§ Activity
Among the entries that follow, find every line with the word "ginger" and copy it.

§ Dataset extract
————

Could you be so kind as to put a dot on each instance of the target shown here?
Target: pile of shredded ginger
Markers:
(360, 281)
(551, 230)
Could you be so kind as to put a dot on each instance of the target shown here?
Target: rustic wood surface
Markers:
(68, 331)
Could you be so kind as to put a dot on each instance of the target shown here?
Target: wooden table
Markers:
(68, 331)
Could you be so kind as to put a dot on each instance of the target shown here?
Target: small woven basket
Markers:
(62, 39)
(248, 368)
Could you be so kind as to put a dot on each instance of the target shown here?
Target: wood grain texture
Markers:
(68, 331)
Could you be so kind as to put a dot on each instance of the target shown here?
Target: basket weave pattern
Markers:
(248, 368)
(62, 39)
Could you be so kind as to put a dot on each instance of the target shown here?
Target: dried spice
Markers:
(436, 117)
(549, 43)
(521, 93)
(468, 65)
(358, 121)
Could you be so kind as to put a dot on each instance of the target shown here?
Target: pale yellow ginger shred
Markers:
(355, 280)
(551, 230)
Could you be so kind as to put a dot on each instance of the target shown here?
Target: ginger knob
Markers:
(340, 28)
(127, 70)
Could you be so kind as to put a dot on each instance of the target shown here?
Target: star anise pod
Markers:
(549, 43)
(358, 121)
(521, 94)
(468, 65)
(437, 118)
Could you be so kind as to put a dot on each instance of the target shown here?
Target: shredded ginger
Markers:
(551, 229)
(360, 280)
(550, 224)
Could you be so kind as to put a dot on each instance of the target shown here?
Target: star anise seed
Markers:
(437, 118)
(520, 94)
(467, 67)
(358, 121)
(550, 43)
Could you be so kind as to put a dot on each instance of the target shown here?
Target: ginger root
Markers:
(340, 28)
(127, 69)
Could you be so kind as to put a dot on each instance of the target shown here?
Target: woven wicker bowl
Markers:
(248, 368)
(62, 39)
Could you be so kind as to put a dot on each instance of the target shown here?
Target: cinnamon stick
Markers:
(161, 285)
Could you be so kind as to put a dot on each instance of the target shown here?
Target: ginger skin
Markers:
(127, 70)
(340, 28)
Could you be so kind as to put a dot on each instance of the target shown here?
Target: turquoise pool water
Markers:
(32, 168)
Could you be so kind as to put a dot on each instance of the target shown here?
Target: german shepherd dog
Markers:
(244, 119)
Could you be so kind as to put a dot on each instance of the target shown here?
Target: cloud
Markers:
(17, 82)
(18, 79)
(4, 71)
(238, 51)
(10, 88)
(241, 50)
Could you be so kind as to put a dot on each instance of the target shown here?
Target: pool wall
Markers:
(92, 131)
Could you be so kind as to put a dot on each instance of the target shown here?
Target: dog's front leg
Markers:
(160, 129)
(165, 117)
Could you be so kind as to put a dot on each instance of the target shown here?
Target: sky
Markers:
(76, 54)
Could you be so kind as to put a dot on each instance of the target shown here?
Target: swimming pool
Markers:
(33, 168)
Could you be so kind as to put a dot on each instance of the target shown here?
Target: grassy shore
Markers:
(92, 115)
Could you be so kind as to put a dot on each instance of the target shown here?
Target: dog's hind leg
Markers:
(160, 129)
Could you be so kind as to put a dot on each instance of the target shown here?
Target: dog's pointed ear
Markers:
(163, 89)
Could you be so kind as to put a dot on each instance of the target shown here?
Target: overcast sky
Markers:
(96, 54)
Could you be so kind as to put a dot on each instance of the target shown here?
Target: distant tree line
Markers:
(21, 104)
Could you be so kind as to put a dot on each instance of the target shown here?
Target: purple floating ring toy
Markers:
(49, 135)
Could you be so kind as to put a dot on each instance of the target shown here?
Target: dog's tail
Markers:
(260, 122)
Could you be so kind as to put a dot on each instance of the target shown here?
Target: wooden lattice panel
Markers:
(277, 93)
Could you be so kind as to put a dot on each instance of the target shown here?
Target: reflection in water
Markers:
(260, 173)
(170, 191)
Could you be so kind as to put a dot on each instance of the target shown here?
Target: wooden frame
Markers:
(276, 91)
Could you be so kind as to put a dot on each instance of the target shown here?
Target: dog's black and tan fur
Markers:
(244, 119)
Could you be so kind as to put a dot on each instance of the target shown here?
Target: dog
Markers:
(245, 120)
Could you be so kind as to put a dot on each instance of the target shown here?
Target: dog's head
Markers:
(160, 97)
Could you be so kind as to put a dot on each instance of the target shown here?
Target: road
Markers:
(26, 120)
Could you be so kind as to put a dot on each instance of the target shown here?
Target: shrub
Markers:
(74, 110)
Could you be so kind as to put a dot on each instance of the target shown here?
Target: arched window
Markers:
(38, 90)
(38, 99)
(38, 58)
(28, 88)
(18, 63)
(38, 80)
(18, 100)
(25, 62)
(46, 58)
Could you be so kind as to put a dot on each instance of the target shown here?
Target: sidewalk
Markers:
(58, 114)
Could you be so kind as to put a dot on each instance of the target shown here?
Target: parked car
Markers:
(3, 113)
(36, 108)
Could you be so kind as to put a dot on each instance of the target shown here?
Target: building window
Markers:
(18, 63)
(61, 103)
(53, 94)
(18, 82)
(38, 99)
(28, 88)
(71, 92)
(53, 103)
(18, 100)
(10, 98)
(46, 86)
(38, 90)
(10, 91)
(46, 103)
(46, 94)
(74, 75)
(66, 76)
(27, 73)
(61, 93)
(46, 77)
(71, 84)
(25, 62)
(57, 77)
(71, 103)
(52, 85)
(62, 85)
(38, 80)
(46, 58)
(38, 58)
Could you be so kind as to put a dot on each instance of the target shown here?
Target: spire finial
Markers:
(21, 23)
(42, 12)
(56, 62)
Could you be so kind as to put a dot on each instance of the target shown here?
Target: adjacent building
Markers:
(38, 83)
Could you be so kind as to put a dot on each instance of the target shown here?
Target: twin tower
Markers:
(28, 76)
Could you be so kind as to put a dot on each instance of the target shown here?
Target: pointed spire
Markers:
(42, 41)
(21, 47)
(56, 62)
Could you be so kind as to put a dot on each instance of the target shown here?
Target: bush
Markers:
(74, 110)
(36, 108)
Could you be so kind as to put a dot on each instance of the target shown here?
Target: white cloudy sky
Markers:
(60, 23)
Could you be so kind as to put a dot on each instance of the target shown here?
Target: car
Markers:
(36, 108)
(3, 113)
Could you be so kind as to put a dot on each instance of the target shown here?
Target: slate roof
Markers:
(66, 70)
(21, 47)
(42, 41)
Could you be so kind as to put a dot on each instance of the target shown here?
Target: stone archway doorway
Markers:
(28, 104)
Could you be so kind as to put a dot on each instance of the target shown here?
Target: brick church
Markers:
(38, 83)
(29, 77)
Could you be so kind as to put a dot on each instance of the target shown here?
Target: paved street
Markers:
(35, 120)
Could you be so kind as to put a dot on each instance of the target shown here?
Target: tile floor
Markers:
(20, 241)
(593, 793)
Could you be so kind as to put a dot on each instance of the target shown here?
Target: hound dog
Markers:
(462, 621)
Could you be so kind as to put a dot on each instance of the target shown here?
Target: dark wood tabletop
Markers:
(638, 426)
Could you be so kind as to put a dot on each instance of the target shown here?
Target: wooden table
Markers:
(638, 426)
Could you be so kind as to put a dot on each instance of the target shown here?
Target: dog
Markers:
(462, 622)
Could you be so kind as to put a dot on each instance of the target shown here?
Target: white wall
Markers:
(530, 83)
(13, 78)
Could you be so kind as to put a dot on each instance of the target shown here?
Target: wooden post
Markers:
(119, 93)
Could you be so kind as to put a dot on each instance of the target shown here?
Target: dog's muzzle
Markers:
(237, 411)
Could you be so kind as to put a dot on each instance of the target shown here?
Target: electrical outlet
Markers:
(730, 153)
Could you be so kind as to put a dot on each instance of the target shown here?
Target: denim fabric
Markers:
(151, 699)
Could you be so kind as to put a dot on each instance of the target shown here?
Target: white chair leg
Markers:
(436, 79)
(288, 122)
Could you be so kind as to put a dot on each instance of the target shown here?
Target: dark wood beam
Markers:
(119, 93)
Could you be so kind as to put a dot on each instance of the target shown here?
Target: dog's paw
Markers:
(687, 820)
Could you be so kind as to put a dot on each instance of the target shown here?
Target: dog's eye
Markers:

————

§ Response to this exercise
Target: pile of shredded ginger
Target: pale yellow ginger shred
Target: ginger knob
Target: shredded ginger
Target: ginger root
Target: ginger skin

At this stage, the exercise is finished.